- [WHAT YOU NEED TO DO]:
a - In the Graham Kitchener article, turn the paragraph beginning "A talented all round athlete" into a short bulleted list that keeps its main facts.
b - Extend the Graham Kitchener article with the passage that would come next after its final sentence.

** SELECTED EXCERPT follows **

International career
- Years: Team / Apps / (Points)
- 2008–2009: England Under-20
- 2011: England Saxons

= Graham Kitchener =

English rugby union player (born 1989)

Graham Kitchener (born 29 September 1989 in Bromley) is an English rugby union player. His position is lock.

==Career==
He has represented England at Under 16, 18 and Under 20 level, and played a part in the Under 20s 6 nations grand slam in 2008. He was also a crucial member of the 2009 Under 20 squad, reaching the final of the JWC.

Kitchener attended Adams' Grammar School in Newport like fellow professional rugby player Peter Short of Bath Rugby.

A talented all round athlete, he spent 3 years playing football for Wolverhampton Wanderers Academy before deciding to focus on rugby. He was a schoolboy cricketer for Shropshire and was the Midlands Under 17 Shot Put champion, before finishing 6th in the English Schools championships. He combines his commitments as a professional rugby player with a full-time degree at University of Birmingham.

** End of SELECTED EXCERPT **
** EXTRACTED INFORMATION follows **

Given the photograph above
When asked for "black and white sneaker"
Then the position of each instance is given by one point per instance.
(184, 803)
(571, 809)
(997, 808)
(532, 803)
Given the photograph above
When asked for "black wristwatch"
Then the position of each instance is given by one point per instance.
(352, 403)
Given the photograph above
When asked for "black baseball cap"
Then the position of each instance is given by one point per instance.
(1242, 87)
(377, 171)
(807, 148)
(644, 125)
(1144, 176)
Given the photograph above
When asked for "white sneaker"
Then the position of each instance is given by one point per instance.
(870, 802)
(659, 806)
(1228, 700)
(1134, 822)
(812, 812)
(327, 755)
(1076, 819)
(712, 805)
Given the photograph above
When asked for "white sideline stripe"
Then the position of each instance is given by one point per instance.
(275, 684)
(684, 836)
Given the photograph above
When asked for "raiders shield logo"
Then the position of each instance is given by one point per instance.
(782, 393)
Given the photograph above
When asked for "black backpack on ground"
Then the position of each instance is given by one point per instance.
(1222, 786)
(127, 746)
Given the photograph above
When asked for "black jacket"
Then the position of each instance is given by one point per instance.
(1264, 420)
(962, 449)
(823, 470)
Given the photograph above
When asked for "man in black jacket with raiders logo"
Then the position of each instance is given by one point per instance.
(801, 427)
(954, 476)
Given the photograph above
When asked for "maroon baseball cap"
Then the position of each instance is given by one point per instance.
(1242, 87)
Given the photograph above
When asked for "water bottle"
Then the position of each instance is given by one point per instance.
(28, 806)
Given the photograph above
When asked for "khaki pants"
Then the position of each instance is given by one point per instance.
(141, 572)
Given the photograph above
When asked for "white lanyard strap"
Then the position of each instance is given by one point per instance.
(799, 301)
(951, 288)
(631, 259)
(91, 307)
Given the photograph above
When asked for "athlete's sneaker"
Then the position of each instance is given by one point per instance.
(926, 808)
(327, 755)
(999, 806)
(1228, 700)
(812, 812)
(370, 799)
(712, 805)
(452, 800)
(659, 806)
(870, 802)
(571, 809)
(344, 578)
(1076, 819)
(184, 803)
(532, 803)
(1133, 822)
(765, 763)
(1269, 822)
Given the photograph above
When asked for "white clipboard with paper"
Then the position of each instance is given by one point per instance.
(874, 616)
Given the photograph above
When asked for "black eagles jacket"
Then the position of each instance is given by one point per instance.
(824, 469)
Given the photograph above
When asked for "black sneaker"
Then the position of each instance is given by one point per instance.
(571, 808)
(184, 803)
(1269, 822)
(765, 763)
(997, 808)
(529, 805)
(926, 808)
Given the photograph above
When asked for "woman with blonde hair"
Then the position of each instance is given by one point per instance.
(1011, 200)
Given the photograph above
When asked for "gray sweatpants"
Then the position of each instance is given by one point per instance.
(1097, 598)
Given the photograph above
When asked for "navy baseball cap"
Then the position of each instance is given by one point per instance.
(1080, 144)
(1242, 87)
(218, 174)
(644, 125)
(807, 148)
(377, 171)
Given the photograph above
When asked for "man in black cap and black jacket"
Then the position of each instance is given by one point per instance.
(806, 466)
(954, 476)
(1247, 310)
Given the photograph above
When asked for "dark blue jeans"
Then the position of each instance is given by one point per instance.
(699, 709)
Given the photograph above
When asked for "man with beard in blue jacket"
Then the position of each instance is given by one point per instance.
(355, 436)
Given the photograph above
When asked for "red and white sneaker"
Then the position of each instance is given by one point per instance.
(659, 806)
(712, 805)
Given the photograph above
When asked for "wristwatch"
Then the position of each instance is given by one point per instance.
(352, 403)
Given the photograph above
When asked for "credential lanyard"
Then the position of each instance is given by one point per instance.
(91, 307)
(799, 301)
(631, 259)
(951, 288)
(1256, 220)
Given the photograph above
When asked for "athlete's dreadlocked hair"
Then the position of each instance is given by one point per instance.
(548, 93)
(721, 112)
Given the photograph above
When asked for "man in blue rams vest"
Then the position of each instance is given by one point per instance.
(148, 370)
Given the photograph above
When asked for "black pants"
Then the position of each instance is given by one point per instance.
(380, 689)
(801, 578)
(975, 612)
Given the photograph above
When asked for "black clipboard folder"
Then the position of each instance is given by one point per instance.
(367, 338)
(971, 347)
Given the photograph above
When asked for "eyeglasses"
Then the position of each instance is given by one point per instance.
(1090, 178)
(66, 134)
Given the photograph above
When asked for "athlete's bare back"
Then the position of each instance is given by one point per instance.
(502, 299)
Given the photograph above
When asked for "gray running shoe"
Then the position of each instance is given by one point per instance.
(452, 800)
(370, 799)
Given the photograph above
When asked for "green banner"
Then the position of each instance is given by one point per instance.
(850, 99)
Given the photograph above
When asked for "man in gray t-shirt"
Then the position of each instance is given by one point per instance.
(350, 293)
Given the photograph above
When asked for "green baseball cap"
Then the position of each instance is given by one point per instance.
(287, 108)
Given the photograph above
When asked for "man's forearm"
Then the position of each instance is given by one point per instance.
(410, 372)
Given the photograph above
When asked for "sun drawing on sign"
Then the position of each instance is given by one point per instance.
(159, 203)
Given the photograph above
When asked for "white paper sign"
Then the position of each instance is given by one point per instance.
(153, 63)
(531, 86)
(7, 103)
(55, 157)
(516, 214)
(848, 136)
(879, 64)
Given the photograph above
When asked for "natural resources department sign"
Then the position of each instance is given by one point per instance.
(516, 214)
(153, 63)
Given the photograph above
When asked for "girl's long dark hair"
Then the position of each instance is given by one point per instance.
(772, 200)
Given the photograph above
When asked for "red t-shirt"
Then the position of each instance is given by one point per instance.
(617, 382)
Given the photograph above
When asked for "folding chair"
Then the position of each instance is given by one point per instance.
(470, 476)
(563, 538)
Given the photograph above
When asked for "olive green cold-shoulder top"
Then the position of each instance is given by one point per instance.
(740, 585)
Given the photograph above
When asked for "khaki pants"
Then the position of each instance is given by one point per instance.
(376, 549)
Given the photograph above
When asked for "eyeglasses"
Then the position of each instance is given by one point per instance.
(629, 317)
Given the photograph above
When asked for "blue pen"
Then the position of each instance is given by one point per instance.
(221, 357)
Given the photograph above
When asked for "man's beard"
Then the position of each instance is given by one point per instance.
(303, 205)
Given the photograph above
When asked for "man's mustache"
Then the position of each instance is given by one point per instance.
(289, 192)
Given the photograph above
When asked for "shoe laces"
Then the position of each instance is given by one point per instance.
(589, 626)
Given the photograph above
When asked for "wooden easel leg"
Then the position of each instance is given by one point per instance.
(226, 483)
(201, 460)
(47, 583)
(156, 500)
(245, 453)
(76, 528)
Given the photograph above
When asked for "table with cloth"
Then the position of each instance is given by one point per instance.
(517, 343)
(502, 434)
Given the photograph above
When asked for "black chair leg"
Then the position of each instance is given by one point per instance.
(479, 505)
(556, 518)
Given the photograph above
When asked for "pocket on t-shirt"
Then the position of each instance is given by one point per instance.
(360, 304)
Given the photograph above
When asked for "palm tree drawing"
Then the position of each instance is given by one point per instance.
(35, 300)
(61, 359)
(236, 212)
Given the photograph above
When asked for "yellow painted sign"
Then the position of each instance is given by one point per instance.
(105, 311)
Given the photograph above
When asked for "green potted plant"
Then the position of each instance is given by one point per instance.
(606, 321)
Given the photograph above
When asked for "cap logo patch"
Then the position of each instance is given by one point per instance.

** End of EXTRACTED INFORMATION **

- [OUTPUTS IN ORDER]:
a -
- Played football for 3 years at Wolverhampton Wanderers Academy before choosing to focus on rugby
- Was a schoolboy cricketer for Shropshire
- Won the Midlands Under 17 shot put title, then finished 6th in the English Schools championships
- Studies full-time for a degree at University of Birmingham while playing rugby professionally

b -
A graduate of the academy system at Aviva Premiership club Worcester Warriors, Graham Kitchener left the Warriors to join Leicester Tigers for the 2011–12 season. Kitchener started the 2013 Premiership final and scored a try as Leicester defeated Northampton Saints.

He played for the England Saxons through 2011, including their successful Churchill Cup campaign.

Kitchener was selected for the England squad to face the Barbarians in the summer of 2014.

He was called up to the senior England squad for the 2015 Six Nations Championship.

On 4 February 2019, Graham would re-sign for his old club Worcester Warriors, effectively leaving Leicester from the 2019–20 season.

On 5 October 2022, all Worcester players had their contacts terminated due to the liquidation of the company to which they were contracted.